**Page excerpt**

---*---

It’s really impressive, then, that she was just 11 when she made the bold decision to cut her hair off. 

“I like to see a glare on my scalp, a bounce of light,” she said during the interview, referring to her signature bald head. “Shaving my head is maybe the most radical thing I’ve done in the name of beauty.”

I love that she admits she did this in the name of beauty. Especially when you consider the amount of vanity and femininity attached to hair, and how her Blackness adds even more nuance to such a monumental physical change. 

“As a Black woman there were a lot of layers to my relationship with my hair and skin growing up; it was definitely a learning curve,” she said.

I remember the first time I straightened my hair. I don’t even think I owned a flat iron at the time, I had borrowed it from someone. For years, my hair had just been in a messy, curly ponytail. My white mom, bless her soul, was ill-equipped to maintain my mane. She could do French braids and simple styles, but they were no match for my texture and got messy almost immediately. So as early as I could do something, anything with it, that’s what we went with. 

I’ll never forget the look of approval on my dad’s face when I walked into the living room with my curls all ironed out. I love my dad, truly, but I had to spend years unpacking and reversing the damage of having a parent who, in so many ways, basically told you you look better white. I think what he meant was, “You’ll have an easier time out there if you look like this.” Sadly, he was right.

---*---

Lines pointing to named objects
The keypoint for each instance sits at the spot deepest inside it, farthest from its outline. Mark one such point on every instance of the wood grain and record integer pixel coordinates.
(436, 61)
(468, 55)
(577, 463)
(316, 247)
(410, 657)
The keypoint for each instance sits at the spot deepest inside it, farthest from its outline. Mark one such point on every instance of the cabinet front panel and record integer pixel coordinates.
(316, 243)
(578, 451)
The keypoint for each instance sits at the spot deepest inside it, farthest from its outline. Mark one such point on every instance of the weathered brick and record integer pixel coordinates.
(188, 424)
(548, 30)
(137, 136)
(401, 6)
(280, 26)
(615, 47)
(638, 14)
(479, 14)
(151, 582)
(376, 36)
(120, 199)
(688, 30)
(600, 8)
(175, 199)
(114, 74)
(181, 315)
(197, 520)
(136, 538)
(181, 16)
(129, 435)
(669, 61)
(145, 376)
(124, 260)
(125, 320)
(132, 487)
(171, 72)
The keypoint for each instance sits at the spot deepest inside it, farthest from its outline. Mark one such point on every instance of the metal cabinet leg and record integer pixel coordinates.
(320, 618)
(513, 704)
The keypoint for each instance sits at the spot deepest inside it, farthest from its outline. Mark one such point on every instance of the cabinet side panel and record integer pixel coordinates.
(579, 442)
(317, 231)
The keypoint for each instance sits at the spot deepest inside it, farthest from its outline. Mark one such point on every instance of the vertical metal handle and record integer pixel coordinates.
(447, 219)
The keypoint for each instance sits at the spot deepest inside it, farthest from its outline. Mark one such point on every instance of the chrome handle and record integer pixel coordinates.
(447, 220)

---*---

**Problems**
**1)** In the essay about hair, what styles could the writer's mom do?
**2)** Please set down the part of the essay about hair that opens with the words containing "I remember the" and closes with "we went with.".
**3)** Write the next part of the essay about hair, picking up after its final sentence.

**The replies**
**1)** French braids and simple styles.

**2)**
I remember the first time I straightened my hair. I don’t even think I owned a flat iron at the time, I had borrowed it from someone. For years, my hair had just been in a messy, curly ponytail. My white mom, bless her soul, was ill-equipped to maintain my mane. She could do French braids and simple styles, but they were no match for my texture and got messy almost immediately. So as early as I could do something, anything with it, that’s what we went with.

**3)**
That messaging about looking better white came from more people than just my dad. It came from society as a whole. Back in 2016, I wrote an article called Society Treats Me Better With Straight Hair. It documented my experiences of being hit on more by men and being treated better by clients at my job cashing cheques with straight hair, along with a host of other experiences that I felt proved my (and I guess my dad’s) point. When it got picked up and republished by the Huffington Post, white people had a field day in the comment section telling me I was “making it up” and that these experiences were “all in my head.

 

One experience I had that I didn’t discuss in that article, though it replayed in my head for years, happened when I was working as a server in a restaurant. I had worn my hair straight for the interview process and the first few weeks on the job. But pressed for time, I didn’t have the 40 minutes to sit and press my curls into a straight line before my shift one day. So I wrapped it neatly in a bun and floated into work, happy to be switching things up.

“Is that your natural hair?” my boss asked. When I nodded yes, he looked me square in the eye and said, “It looks messy.” I was crushed.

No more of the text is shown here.